■ Objective ■
Print the passage below about the Batman: Arkham games in full, word for word.

■ Passage ■
+ + + + +

The reason I bring this up is because of the Batman: Arkham series, the latest entry of which came out this week. It’s been doing quite well with review scores (we’ll have one up shortly), but it has been begging the question with a lot of writers and fans alike: was this game necessary?

Batman: Arkham Asylum

Perhaps not for any of us outside of Rocksteady Studios, the developers behind the franchise, but for them, it sure seems like it. The interesting thing is that while there have been four main releases in the Arkham lineup, the third one was actually made by Warner Bros. Games Montreal and is the only one not directed by Sefton Hill.

Before that, Arkham Asylum and Arkham City certainly fit the mold. Asylum was a tight little package that flowed well within itself, telling a taut story with an impeccable (and revolutionary) set of mechanics and gameplay. And then City blew it wide open by turning an island into a full-blown city and taking much of what players loved from before to another level.

And then Origins was, well, just kind of okay. It kind of just made the city bigger and added perhaps the single most unnecessary multiplayer component ever conceived. It wasn’t the usual third step down because the series runners ran out of steam or got complacent or whatever; it was because the reins were thrown into hands that had never ridden this horse before.

Batman: Arkham City

This is where I begin to believe that yes, Knight is necessary. It breaks so hard from the typical franchise quality arc that that single-handedly makes it noteworthy. It’s not developers diving back in for a fourth go-around as they figure out what new IP to cultivate and iterate on but is instead a studio reclaiming their title of steward to Batman.

I’ll get into more detail in the review, but Knight is both a refinement and an expansion on what we liked and didn’t like from City that Origins just seemed to miss, neglect, or actually exacerbate. The story is deft and drums up legitimate drama. Combat has new layers of complexity but streamlines it into a speedy little missile of rewarding, buzzing thinking of the frantic variety.

+ + + + +

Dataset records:
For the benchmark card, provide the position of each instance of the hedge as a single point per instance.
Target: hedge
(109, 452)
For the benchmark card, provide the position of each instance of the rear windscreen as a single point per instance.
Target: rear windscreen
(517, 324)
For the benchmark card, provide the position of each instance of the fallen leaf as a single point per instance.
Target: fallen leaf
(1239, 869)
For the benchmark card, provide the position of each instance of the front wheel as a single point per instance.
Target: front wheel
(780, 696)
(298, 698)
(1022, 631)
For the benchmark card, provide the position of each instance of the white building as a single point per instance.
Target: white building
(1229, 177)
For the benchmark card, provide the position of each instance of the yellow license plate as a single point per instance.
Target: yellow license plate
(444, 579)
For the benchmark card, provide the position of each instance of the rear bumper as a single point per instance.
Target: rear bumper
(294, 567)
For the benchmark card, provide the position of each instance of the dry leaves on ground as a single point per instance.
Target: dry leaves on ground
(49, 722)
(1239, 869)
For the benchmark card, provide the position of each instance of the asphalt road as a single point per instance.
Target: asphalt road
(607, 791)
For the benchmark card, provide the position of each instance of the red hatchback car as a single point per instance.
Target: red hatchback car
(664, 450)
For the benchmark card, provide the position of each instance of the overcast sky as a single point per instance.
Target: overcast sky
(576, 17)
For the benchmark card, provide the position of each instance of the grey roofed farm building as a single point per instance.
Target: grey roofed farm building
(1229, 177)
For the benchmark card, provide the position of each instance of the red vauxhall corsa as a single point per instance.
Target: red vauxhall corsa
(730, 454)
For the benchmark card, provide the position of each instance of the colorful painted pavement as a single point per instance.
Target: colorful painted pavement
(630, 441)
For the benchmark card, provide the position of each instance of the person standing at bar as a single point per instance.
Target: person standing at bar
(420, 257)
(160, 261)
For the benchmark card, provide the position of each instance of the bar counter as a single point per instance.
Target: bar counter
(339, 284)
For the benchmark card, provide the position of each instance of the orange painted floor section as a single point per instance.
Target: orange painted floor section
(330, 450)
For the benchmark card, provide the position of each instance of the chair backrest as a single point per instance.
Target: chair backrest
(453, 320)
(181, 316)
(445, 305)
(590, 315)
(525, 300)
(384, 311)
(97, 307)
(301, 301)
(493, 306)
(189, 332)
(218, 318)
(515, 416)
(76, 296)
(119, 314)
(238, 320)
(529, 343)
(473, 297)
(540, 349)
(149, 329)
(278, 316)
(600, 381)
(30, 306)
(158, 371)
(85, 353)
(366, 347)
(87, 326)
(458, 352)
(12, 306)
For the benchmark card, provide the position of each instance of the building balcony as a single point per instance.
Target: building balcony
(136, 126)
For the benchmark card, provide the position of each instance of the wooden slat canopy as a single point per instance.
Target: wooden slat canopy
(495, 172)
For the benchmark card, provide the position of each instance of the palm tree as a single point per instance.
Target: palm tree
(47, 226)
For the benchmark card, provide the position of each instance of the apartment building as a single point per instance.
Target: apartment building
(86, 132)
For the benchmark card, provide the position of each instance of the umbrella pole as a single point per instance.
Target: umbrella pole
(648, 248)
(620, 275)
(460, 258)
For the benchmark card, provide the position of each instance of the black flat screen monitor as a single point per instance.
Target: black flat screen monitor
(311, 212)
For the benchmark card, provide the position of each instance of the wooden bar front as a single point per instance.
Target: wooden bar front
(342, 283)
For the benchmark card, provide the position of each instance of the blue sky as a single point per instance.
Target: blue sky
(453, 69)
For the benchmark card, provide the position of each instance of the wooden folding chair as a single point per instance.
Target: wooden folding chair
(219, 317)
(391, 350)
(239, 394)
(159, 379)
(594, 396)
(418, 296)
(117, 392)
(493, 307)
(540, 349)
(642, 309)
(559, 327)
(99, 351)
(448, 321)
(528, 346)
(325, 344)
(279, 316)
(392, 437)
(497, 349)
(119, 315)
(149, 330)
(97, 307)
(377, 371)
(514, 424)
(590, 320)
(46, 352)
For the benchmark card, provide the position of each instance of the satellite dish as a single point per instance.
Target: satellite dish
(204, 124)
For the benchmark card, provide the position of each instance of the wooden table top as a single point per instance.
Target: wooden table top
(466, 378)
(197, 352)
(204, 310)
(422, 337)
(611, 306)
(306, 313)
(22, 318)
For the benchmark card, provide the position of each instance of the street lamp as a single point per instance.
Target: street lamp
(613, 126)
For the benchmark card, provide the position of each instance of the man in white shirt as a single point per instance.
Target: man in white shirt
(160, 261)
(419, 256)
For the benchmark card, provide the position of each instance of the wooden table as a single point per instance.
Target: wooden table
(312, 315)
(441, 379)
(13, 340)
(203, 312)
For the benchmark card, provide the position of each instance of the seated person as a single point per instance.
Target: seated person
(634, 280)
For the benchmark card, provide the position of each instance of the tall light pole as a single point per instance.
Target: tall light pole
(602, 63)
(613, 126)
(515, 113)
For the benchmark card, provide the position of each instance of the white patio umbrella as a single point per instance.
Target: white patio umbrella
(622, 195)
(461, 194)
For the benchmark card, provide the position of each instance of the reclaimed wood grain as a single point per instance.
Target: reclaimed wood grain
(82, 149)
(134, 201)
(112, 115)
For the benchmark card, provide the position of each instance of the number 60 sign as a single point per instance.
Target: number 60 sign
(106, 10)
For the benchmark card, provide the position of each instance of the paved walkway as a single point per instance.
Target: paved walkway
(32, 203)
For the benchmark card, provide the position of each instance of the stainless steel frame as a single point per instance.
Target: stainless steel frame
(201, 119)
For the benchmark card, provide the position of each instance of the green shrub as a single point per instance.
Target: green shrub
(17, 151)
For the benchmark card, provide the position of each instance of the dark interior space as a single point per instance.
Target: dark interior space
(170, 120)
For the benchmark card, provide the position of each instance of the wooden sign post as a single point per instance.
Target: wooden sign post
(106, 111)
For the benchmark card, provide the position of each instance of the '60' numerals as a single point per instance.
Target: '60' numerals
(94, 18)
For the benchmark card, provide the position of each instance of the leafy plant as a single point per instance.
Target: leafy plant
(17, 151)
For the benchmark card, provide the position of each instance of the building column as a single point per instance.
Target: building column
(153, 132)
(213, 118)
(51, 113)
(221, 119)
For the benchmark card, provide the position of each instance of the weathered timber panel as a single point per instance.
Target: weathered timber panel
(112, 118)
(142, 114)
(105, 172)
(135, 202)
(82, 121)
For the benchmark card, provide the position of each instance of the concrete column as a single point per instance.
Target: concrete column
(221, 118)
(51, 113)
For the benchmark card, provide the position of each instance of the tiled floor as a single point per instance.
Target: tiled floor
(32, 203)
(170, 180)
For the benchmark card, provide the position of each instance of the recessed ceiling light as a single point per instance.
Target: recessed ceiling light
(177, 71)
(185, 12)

+ + + + +

■ Expected output ■
The reason I bring this up is because of the Batman: Arkham series, the latest entry of which came out this week. It’s been doing quite well with review scores (we’ll have one up shortly), but it has been begging the question with a lot of writers and fans alike: was this game necessary?

Batman: Arkham Asylum

Perhaps not for any of us outside of Rocksteady Studios, the developers behind the franchise, but for them, it sure seems like it. The interesting thing is that while there have been four main releases in the Arkham lineup, the third one was actually made by Warner Bros. Games Montreal and is the only one not directed by Sefton Hill.

Before that, Arkham Asylum and Arkham City certainly fit the mold. Asylum was a tight little package that flowed well within itself, telling a taut story with an impeccable (and revolutionary) set of mechanics and gameplay. And then City blew it wide open by turning an island into a full-blown city and taking much of what players loved from before to another level.

And then Origins was, well, just kind of okay. It kind of just made the city bigger and added perhaps the single most unnecessary multiplayer component ever conceived. It wasn’t the usual third step down because the series runners ran out of steam or got complacent or whatever; it was because the reins were thrown into hands that had never ridden this horse before.

Batman: Arkham City

This is where I begin to believe that yes, Knight is necessary. It breaks so hard from the typical franchise quality arc that that single-handedly makes it noteworthy. It’s not developers diving back in for a fourth go-around as they figure out what new IP to cultivate and iterate on but is instead a studio reclaiming their title of steward to Batman.

I’ll get into more detail in the review, but Knight is both a refinement and an expansion on what we liked and didn’t like from City that Origins just seemed to miss, neglect, or actually exacerbate. The story is deft and drums up legitimate drama. Combat has new layers of complexity but streamlines it into a speedy little missile of rewarding, buzzing thinking of the frantic variety.